[Begin Records for this task]
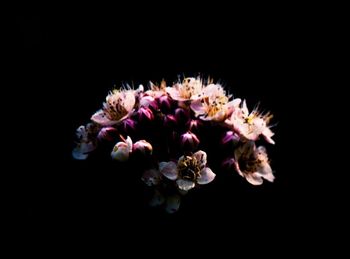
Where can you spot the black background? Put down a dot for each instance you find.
(67, 63)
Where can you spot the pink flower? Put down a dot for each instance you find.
(118, 106)
(189, 89)
(214, 104)
(252, 163)
(86, 141)
(251, 125)
(122, 150)
(189, 141)
(189, 171)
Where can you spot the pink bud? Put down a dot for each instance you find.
(144, 115)
(149, 102)
(108, 134)
(164, 103)
(229, 138)
(182, 115)
(169, 121)
(194, 125)
(128, 126)
(143, 147)
(189, 141)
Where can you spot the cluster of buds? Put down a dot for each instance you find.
(172, 127)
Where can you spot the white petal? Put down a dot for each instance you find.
(253, 178)
(185, 185)
(201, 156)
(168, 169)
(265, 171)
(100, 118)
(77, 154)
(206, 176)
(198, 107)
(172, 203)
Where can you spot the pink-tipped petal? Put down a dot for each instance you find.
(169, 170)
(185, 185)
(206, 176)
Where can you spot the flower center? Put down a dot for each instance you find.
(189, 168)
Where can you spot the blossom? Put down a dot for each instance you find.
(86, 141)
(189, 89)
(122, 150)
(118, 106)
(252, 163)
(251, 125)
(214, 104)
(189, 170)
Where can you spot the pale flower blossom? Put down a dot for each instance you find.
(213, 104)
(118, 106)
(251, 125)
(189, 171)
(252, 163)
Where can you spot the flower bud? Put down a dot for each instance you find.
(189, 141)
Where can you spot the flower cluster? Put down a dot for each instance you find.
(171, 129)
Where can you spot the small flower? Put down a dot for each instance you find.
(143, 147)
(189, 171)
(144, 115)
(189, 141)
(189, 89)
(151, 177)
(251, 125)
(118, 106)
(214, 105)
(107, 133)
(252, 163)
(86, 141)
(229, 138)
(122, 150)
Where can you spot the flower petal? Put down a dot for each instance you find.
(78, 155)
(206, 176)
(172, 203)
(185, 185)
(201, 156)
(253, 178)
(100, 117)
(168, 169)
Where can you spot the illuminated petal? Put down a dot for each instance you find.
(253, 178)
(206, 176)
(100, 117)
(168, 169)
(201, 156)
(185, 185)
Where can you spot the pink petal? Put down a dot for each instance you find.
(172, 203)
(201, 156)
(185, 185)
(168, 169)
(206, 176)
(253, 178)
(100, 117)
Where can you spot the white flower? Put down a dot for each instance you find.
(189, 171)
(252, 163)
(189, 89)
(214, 104)
(119, 104)
(122, 150)
(251, 125)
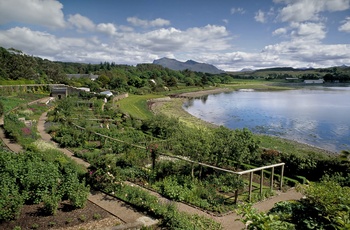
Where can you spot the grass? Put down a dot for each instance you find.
(291, 147)
(136, 106)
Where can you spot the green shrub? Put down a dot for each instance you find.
(51, 203)
(11, 200)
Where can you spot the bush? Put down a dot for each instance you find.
(11, 200)
(51, 204)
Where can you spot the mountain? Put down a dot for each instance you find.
(190, 65)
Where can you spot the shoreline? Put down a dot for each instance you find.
(173, 107)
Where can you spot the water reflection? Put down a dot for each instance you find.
(317, 116)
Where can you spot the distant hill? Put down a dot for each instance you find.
(190, 65)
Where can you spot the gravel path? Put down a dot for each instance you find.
(131, 217)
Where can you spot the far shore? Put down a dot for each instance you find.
(172, 107)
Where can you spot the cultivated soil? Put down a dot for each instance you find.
(90, 217)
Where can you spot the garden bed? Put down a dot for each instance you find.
(90, 217)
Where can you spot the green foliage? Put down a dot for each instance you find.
(38, 177)
(11, 200)
(171, 217)
(255, 220)
(2, 108)
(51, 203)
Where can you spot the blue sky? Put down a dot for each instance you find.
(232, 35)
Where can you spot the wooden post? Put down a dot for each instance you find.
(236, 196)
(281, 182)
(271, 179)
(250, 186)
(261, 181)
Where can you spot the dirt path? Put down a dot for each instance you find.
(8, 143)
(114, 206)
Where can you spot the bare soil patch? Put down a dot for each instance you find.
(90, 217)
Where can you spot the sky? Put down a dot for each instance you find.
(230, 34)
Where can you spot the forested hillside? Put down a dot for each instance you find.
(143, 78)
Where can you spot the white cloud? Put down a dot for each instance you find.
(304, 10)
(237, 11)
(308, 31)
(346, 26)
(45, 13)
(145, 23)
(107, 28)
(81, 22)
(279, 31)
(260, 16)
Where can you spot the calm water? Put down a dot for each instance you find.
(317, 115)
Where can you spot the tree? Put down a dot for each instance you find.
(193, 143)
(1, 109)
(233, 145)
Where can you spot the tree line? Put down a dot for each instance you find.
(142, 78)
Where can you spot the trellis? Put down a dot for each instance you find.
(239, 173)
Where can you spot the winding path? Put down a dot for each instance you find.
(130, 217)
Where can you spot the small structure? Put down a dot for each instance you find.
(292, 79)
(106, 93)
(59, 92)
(314, 81)
(91, 76)
(84, 89)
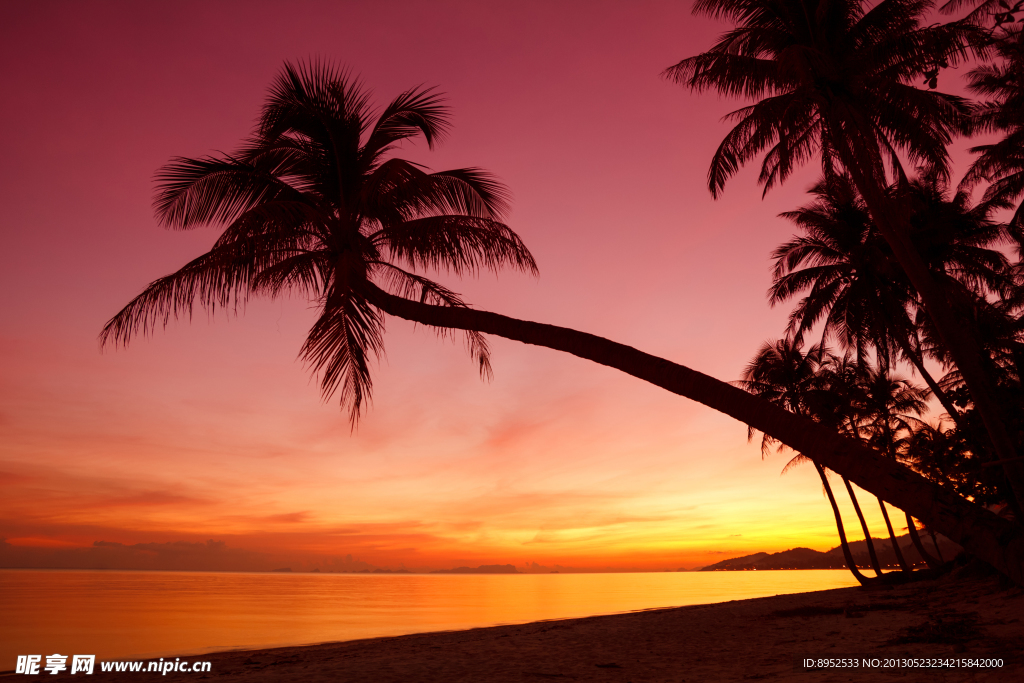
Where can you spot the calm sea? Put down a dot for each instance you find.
(118, 614)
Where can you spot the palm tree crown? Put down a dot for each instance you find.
(832, 76)
(315, 201)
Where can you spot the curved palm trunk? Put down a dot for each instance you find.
(847, 554)
(994, 540)
(935, 542)
(911, 528)
(863, 525)
(892, 223)
(892, 538)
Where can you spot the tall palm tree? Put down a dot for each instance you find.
(891, 412)
(1001, 84)
(315, 201)
(781, 373)
(302, 210)
(834, 78)
(854, 285)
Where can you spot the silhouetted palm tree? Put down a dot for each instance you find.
(313, 203)
(783, 374)
(834, 79)
(891, 412)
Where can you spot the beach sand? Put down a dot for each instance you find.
(759, 639)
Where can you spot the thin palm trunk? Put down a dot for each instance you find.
(892, 222)
(911, 528)
(994, 540)
(876, 565)
(935, 542)
(847, 553)
(892, 538)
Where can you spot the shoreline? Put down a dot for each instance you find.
(756, 638)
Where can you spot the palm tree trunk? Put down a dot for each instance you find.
(892, 538)
(863, 525)
(893, 223)
(994, 540)
(935, 542)
(847, 553)
(911, 528)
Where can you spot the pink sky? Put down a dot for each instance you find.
(214, 430)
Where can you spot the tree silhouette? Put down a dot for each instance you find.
(325, 211)
(834, 79)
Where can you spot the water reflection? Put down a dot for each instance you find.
(154, 613)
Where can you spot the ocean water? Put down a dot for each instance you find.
(122, 614)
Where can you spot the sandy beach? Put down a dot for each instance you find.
(755, 639)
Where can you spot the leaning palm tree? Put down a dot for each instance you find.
(313, 202)
(834, 79)
(783, 374)
(891, 412)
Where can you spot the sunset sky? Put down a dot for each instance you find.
(214, 430)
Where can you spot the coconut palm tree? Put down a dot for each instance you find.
(854, 286)
(891, 412)
(834, 79)
(313, 202)
(316, 202)
(784, 375)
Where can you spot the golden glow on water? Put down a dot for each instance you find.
(134, 613)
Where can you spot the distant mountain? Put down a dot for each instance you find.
(483, 568)
(805, 558)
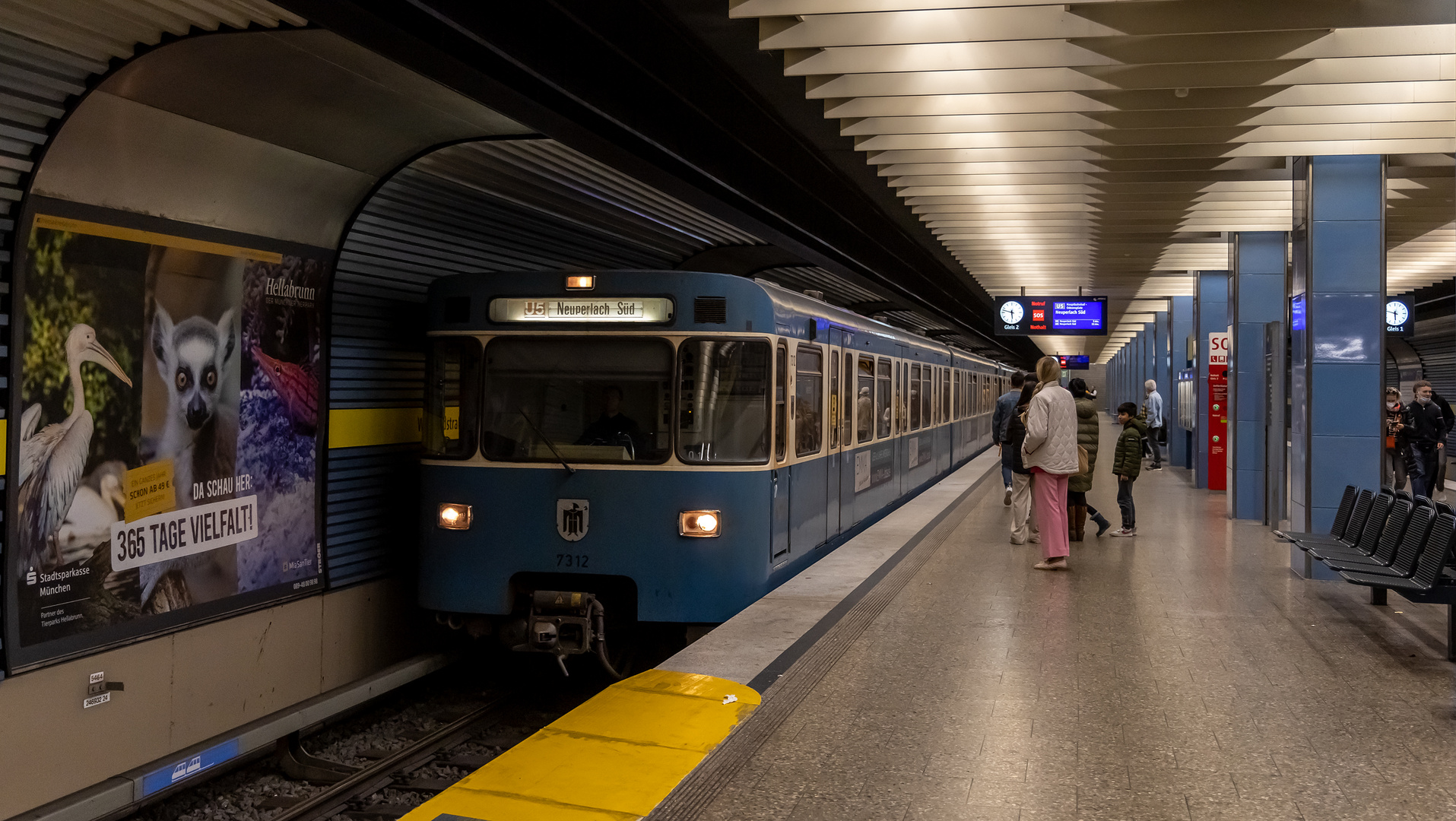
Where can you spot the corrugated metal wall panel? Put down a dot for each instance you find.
(491, 205)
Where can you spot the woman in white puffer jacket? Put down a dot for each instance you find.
(1050, 452)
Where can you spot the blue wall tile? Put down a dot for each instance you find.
(1346, 188)
(1346, 402)
(1346, 256)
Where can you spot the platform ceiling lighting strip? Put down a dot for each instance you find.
(1104, 144)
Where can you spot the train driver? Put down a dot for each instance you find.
(612, 424)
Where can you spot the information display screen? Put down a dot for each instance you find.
(1052, 316)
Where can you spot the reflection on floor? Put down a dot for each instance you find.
(1184, 673)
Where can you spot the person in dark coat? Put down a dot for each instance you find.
(1423, 433)
(1088, 430)
(1451, 423)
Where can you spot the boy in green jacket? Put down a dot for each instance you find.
(1128, 461)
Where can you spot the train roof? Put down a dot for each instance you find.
(702, 302)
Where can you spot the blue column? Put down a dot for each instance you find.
(1255, 297)
(1210, 316)
(1180, 319)
(1337, 351)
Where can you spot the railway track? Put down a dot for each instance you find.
(398, 770)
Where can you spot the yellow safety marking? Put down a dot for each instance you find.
(152, 238)
(612, 759)
(363, 427)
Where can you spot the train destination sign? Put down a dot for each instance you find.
(582, 309)
(1052, 316)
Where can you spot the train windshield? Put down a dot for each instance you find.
(722, 414)
(577, 399)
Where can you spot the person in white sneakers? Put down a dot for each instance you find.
(1153, 410)
(1050, 452)
(1021, 528)
(1001, 418)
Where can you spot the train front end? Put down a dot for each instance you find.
(596, 453)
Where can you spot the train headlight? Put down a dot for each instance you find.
(699, 523)
(453, 515)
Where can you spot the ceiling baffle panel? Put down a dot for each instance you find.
(1115, 144)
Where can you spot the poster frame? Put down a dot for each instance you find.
(79, 645)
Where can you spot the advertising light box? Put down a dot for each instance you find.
(1052, 316)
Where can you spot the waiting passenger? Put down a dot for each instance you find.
(1021, 526)
(1001, 418)
(1392, 468)
(1050, 453)
(1440, 471)
(865, 414)
(1128, 461)
(1088, 433)
(1423, 433)
(614, 426)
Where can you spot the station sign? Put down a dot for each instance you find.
(582, 309)
(1217, 396)
(1398, 316)
(1052, 316)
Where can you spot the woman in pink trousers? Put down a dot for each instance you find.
(1050, 452)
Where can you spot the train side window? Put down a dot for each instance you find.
(865, 399)
(452, 396)
(808, 401)
(884, 402)
(781, 388)
(926, 386)
(722, 402)
(915, 398)
(945, 393)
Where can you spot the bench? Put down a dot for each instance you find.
(1391, 540)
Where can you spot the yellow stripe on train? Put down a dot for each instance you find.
(366, 427)
(612, 759)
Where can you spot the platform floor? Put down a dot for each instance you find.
(1185, 673)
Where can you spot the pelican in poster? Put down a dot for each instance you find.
(54, 458)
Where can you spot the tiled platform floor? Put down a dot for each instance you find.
(1180, 674)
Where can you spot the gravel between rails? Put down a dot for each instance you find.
(396, 721)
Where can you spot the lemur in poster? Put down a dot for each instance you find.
(201, 434)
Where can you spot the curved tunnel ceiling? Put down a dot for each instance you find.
(1112, 144)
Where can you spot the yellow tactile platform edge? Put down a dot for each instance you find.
(614, 757)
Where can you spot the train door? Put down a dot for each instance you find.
(807, 477)
(838, 399)
(858, 426)
(779, 477)
(902, 420)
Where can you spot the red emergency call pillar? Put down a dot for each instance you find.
(1217, 430)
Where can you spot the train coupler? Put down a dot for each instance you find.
(561, 623)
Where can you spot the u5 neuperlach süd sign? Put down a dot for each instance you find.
(580, 309)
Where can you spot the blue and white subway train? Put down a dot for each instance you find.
(665, 445)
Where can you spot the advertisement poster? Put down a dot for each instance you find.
(167, 459)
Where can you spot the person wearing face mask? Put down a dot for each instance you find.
(1424, 436)
(1440, 471)
(1392, 466)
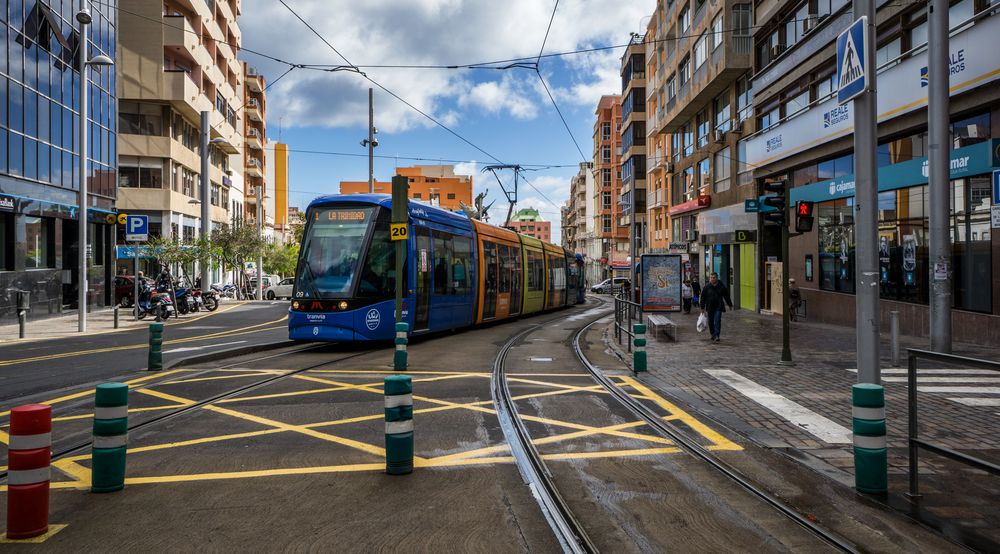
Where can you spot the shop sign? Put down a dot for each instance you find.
[End Records for this task]
Exercise details:
Starting at the line that contains "Where can you spot the train coupler?", retype each line through the final one in the listing, with both ends kept and the pictures omitted.

Correct output:
Where can you spot the train coupler? Put down a dot for each instance you find.
(561, 623)
Where can you spot the u5 neuperlach süd sign? Put down a dot for each instance you find.
(580, 309)
Where can you spot the blue and white subway train? Put down a dot for each instance you find.
(665, 445)
Where can you spot the advertisement poster? Put down a dot for each instance you find.
(167, 459)
Where can you spot the person wearing face mask? Put down a dot for each instance you find.
(1424, 436)
(1440, 471)
(1392, 466)
Where can you spot the shop sign? Put down a dot for each instance you find.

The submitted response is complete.